(EXERCISE TASK A) Count the lines in the records that contain the string "field", treating uppercase and lowercase letters as different. Reply with the number alone.

──────── SOURCE EXCERPT ────────

I’ve spent nearly my entire performing career in theatre perpetuating stereotypes and cliches onstage. Only now am I becoming agonizingly aware of my stereotypical and cliche’d behaviors offstage as well. These are the same behaviors that beg for validation by fulfilling the fantasies of straight white dudes. Behaviors—for me—personified in the bevel. 

I’m exhausted. I’m heartbroken. And I’m furious. 

What do we see when we stop looking at ourselves through the bifocal lenses of survival and the male gaze?

Let’s find out.

──────── PROVIDED DATA ────────

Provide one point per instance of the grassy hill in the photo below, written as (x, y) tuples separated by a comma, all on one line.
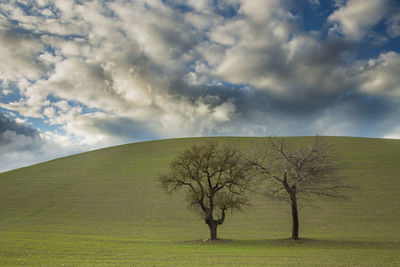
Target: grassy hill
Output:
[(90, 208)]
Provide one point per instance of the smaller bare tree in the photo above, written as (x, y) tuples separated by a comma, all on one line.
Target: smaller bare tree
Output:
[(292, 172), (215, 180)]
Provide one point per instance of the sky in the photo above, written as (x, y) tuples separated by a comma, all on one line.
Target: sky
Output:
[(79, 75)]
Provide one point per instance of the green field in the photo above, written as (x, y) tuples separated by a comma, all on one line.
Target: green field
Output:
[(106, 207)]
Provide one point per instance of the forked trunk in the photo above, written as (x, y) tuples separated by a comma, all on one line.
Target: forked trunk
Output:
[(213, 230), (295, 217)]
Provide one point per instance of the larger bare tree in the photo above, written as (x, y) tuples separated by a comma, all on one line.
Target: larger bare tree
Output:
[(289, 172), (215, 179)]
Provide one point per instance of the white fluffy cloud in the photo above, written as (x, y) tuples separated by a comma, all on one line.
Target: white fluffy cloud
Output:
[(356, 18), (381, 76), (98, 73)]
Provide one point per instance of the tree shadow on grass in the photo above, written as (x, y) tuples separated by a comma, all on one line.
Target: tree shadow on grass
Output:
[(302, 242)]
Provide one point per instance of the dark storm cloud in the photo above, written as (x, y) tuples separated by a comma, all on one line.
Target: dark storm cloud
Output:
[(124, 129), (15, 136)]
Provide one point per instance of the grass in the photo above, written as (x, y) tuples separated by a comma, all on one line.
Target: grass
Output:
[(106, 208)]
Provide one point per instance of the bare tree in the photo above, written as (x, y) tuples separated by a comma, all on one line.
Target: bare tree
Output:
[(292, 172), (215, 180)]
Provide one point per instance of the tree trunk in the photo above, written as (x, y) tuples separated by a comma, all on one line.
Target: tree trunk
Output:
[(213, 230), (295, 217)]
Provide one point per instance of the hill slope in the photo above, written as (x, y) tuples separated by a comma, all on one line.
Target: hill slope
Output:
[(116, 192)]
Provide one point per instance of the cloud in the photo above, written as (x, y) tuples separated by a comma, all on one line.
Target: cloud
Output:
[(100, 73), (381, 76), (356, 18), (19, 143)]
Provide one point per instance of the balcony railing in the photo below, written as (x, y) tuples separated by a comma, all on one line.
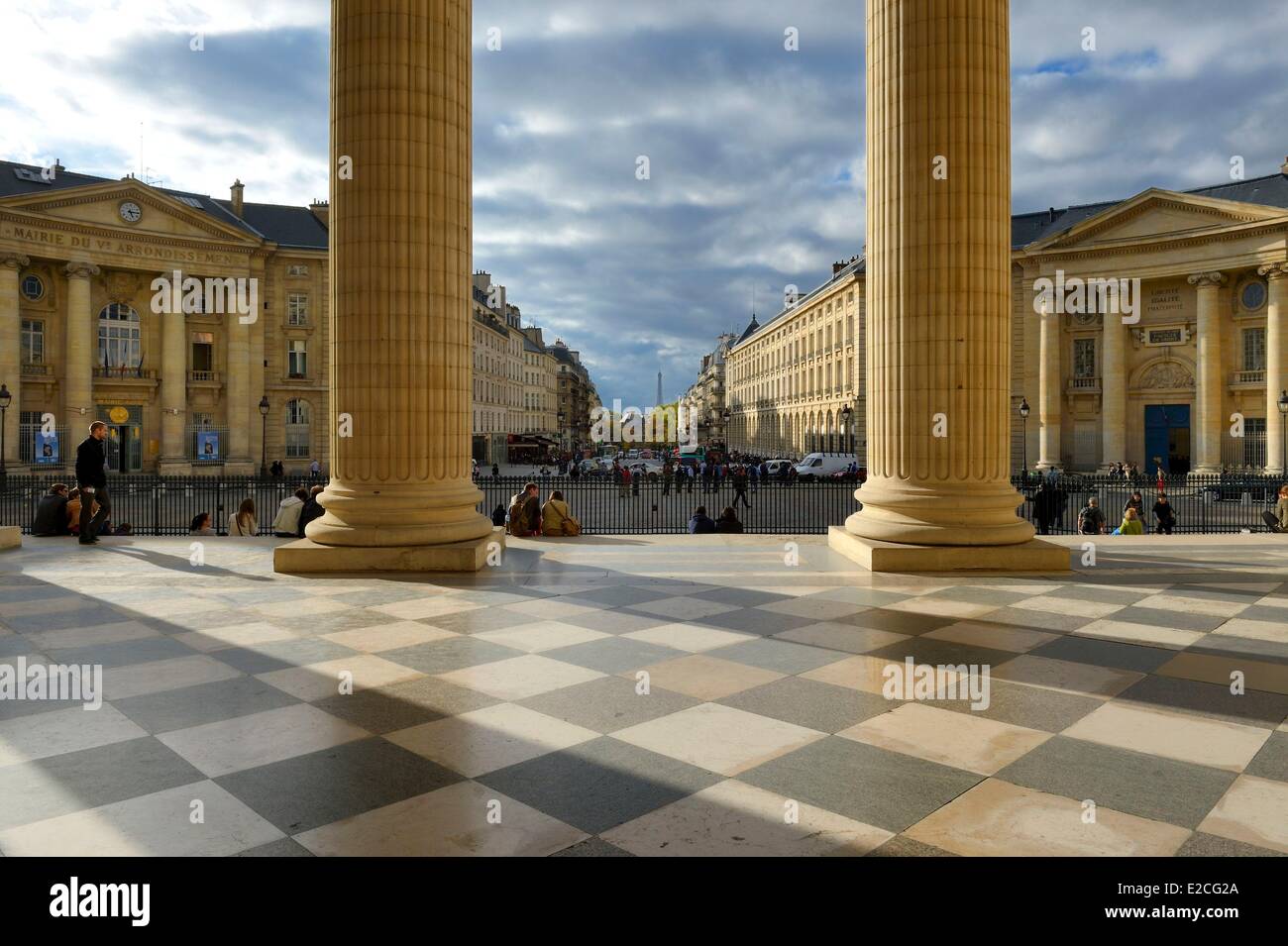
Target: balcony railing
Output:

────────
──────── PROVIDED DATA ────────

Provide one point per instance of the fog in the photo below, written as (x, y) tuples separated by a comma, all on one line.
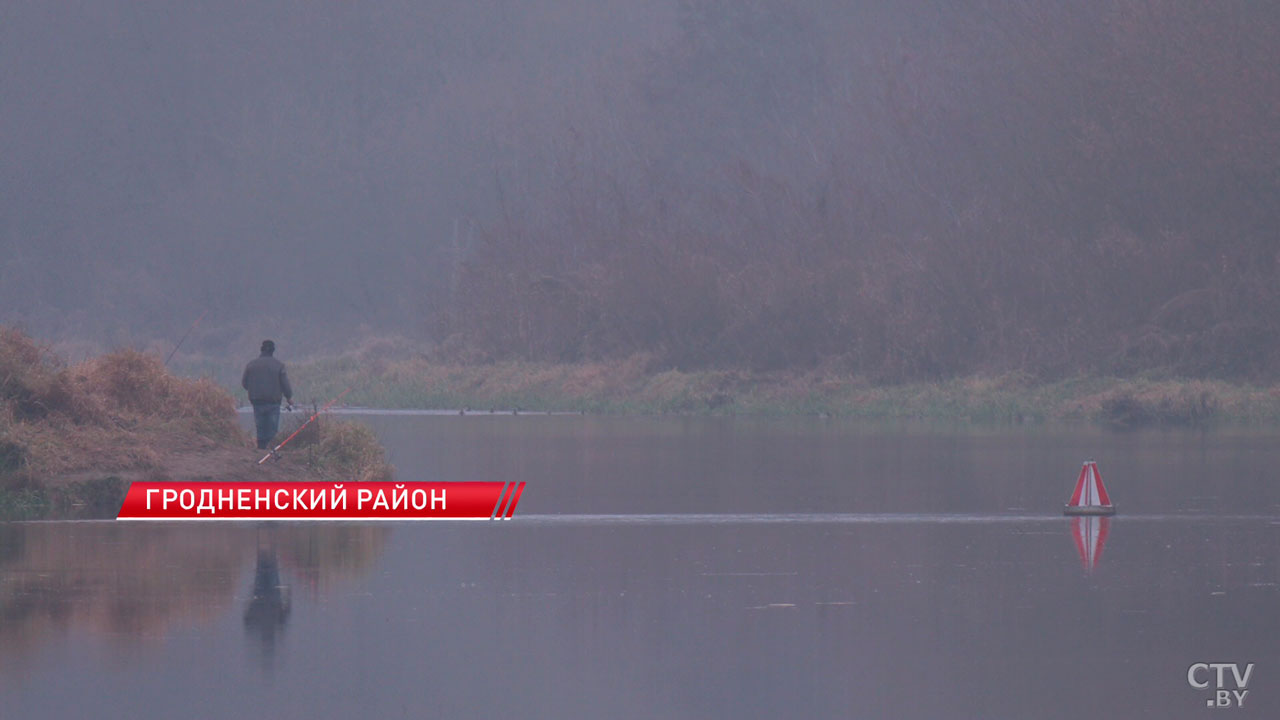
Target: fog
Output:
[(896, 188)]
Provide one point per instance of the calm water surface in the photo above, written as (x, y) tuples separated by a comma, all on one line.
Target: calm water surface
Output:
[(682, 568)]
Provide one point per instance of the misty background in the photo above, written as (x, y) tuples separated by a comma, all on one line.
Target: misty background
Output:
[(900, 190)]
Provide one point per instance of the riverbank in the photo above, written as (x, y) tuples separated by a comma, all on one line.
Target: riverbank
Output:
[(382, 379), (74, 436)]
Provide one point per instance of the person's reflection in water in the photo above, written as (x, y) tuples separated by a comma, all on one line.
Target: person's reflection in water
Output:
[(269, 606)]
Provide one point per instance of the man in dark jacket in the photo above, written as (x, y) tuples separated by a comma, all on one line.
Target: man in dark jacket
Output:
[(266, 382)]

────────

(EXERCISE TASK B) In the excerpt about stereotypes in theater, what three feelings does the writer say they have?

(FULL RESPONSE A) 2

(FULL RESPONSE B) Exhausted, heartbroken, and furious.